[Problem description] Each entry must appear in the answer exactly as given.

____ Input records

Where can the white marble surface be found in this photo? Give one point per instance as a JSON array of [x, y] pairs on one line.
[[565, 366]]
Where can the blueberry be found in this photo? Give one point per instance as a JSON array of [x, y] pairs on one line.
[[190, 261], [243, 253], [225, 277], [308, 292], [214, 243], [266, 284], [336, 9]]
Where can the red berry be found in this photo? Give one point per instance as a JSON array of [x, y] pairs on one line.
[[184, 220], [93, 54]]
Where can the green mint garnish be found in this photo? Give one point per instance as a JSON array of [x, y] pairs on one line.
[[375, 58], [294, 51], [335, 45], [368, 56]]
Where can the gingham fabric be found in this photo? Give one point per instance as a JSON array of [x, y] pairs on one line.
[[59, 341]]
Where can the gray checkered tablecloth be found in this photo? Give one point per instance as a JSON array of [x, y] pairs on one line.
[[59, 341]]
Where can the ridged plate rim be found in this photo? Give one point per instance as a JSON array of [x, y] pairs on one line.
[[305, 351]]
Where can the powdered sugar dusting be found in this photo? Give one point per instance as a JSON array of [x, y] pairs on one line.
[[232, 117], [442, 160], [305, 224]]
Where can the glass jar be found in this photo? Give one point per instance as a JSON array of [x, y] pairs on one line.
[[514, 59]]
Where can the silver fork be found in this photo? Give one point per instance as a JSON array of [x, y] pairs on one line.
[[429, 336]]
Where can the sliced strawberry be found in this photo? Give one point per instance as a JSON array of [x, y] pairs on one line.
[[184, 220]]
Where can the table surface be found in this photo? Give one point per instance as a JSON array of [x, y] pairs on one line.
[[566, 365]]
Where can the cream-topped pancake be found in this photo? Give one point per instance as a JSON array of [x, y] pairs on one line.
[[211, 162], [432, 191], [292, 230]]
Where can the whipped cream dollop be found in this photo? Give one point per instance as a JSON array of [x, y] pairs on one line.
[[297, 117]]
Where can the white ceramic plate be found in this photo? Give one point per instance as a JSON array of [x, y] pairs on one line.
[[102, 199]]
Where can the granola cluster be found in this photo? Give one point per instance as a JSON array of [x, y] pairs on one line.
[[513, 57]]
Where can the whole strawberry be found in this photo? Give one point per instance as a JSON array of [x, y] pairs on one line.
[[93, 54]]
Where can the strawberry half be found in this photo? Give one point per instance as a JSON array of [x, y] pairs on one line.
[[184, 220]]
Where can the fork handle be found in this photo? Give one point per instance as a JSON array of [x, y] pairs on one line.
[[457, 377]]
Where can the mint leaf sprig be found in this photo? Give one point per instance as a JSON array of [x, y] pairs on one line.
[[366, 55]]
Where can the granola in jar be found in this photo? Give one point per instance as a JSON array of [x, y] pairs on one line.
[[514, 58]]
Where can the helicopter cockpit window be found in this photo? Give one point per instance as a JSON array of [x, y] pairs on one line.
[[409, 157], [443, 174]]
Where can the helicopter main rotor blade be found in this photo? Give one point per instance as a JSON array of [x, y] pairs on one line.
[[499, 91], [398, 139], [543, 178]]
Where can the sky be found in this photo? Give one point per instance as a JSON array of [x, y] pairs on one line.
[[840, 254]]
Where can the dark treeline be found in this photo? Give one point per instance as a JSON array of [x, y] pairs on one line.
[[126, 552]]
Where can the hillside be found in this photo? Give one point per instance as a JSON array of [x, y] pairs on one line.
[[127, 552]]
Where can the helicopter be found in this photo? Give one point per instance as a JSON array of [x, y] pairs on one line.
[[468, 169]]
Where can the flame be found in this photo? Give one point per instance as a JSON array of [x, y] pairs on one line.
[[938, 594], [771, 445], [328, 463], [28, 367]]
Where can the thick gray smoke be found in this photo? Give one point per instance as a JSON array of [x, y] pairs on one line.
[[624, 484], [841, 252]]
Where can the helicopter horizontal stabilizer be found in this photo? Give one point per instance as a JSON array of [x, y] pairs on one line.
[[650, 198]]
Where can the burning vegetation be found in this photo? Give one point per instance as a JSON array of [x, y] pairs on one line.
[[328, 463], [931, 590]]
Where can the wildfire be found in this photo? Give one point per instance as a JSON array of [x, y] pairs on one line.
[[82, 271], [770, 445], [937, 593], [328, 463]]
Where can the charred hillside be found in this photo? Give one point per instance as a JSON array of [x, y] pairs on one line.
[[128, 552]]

________

[Output below]
Where can the white marble surface be found in this photo? Give one point per instance as a JSON array of [x, y] pairs on one line.
[[565, 366]]
Where can the blueberry be found in this photo? Give one point per instance as a JSON array of [x, y] pairs on one line.
[[190, 261], [243, 253], [225, 277], [308, 292], [214, 243], [266, 284], [336, 9]]
Where can the red berry be found in this photo? Give one point per instance as a JSON array of [x, y] pairs on one line.
[[184, 220], [93, 54]]
Where can the green mint garnish be found in this photo? Give one point per instance as a JSON array of [x, y] pairs on one line.
[[375, 58], [294, 51], [335, 45], [368, 56]]
Where can the gingham fabric be found in this photo? Give one point per instance as a JSON array of [x, y] pairs on one line.
[[59, 341]]
Where can the gray checkered tablecloth be found in this photo? Give one point per instance as a JSON array of [x, y] pairs on one line.
[[59, 341]]
Where can the ridged plate rim be found in this photo? Give one point per instance as a JSON array of [x, y] pairs on one line.
[[305, 351]]
Where can the powdered sugar dusting be found in this photo? Give one point per instance as a JSON array of [x, y] pairs on one line.
[[232, 117], [442, 160], [305, 224]]
Where can the glass jar be found in this photo? Give one point per instance as a JSON array of [x, y] pairs on one line.
[[514, 59]]
Where can the silver fork be found in this photo? Give one point per instance as a JSON array of [x, y] pairs on one line.
[[429, 336]]
Where can the sliced strawberry be found in this photo? Give one point per instance as a JSON array of [x, y] pairs on one line.
[[184, 220]]
Where can the table surface be found in this photo? Give one point per instance as a JSON array of [x, y] pairs on one line.
[[566, 365]]
Where can the cream-topped pancake be found in this photo? Give one point per instance as a JSON array of [x, y] pairs on one line.
[[211, 162], [432, 191], [292, 230]]
Where can the whipped cream dollop be found in this photo? Give one point per instance as a JSON array of [x, y] pairs on one line.
[[297, 117]]
Where can the white ceramic plate be found in this photo? Give one point per instance as a JSON array of [x, y] pairs on one line.
[[102, 199]]
Where can the granola cluster be found in this photo? Give one point per instance as a JSON array of [x, y] pairs on one line.
[[513, 57]]
Where can the whole strawberry be found in this photo? Give one point per instance as a JSON array of [x, y] pairs on one line.
[[93, 54]]
Where can the strawberry half be found in this photo? Give one point per instance as a JSON array of [x, y] pairs on one line.
[[184, 220]]
Where can the fork handle be found in this photo? Give one point per instance as a JSON array of [x, y] pairs on one line.
[[457, 377]]
Where can the mint leaf sprig be found in this photo? Give one point per instance as a JSON array of [x, y] pairs on one line.
[[366, 55]]
Where can the granola in jar be found in this photo? Give one point per instance as a JSON array of [x, y] pairs on one line.
[[514, 58]]
Where can the helicopter cockpit window be found in this photo? Give one point per instance as a JSON array of [x, y] pairs on one line.
[[409, 157], [443, 174]]
Where can the helicopter main rotor blade be found in this photo? Give one point per instance as a JSON array of [x, y] pairs on one line.
[[499, 91], [398, 139], [543, 178]]
Where can the sky be found in this photo? Give one point per instance as a JSON array of [x, y] pairs on one line.
[[840, 254]]
Where can the dark treeline be found in this photo? Give one point per instance as a JSON array of [x, y] pairs on one line.
[[126, 552]]
Where can the hillside be found in this photo? Give one point per instance as a JSON array of [x, y] pairs on one line.
[[127, 552]]
Where can the helicopter be found in this photo? Give one point per instance as a JSON array of [x, y] pairs on one line.
[[468, 169]]
Where can the flame be found in this photo? Give one point per instance as a JSON array of [x, y] pairs on one line.
[[938, 594], [771, 445], [328, 463], [28, 367]]
Where can the thick gray smoke be found in this photo? Give one point per instance as a JSON array of [x, y] pairs on one line.
[[624, 484], [841, 252]]
Where can the helicopter horizontal stabilizer be found in this photo? Give one point per instance as a JSON array of [x, y] pairs on one line.
[[650, 198]]
Where can the burning vegetation be found in this photo? Give one point per instance as a JSON array of [x, y] pairs on one line.
[[328, 463], [931, 590]]
Where can the wildfire be found in this photo? Give one point per instance as a JSON array of [x, y] pairs on one line.
[[82, 271], [770, 445], [937, 593], [328, 463]]
Where can the charred hillside be found in this photo? Give one point per instance as a JSON array of [x, y] pairs on one line.
[[128, 552]]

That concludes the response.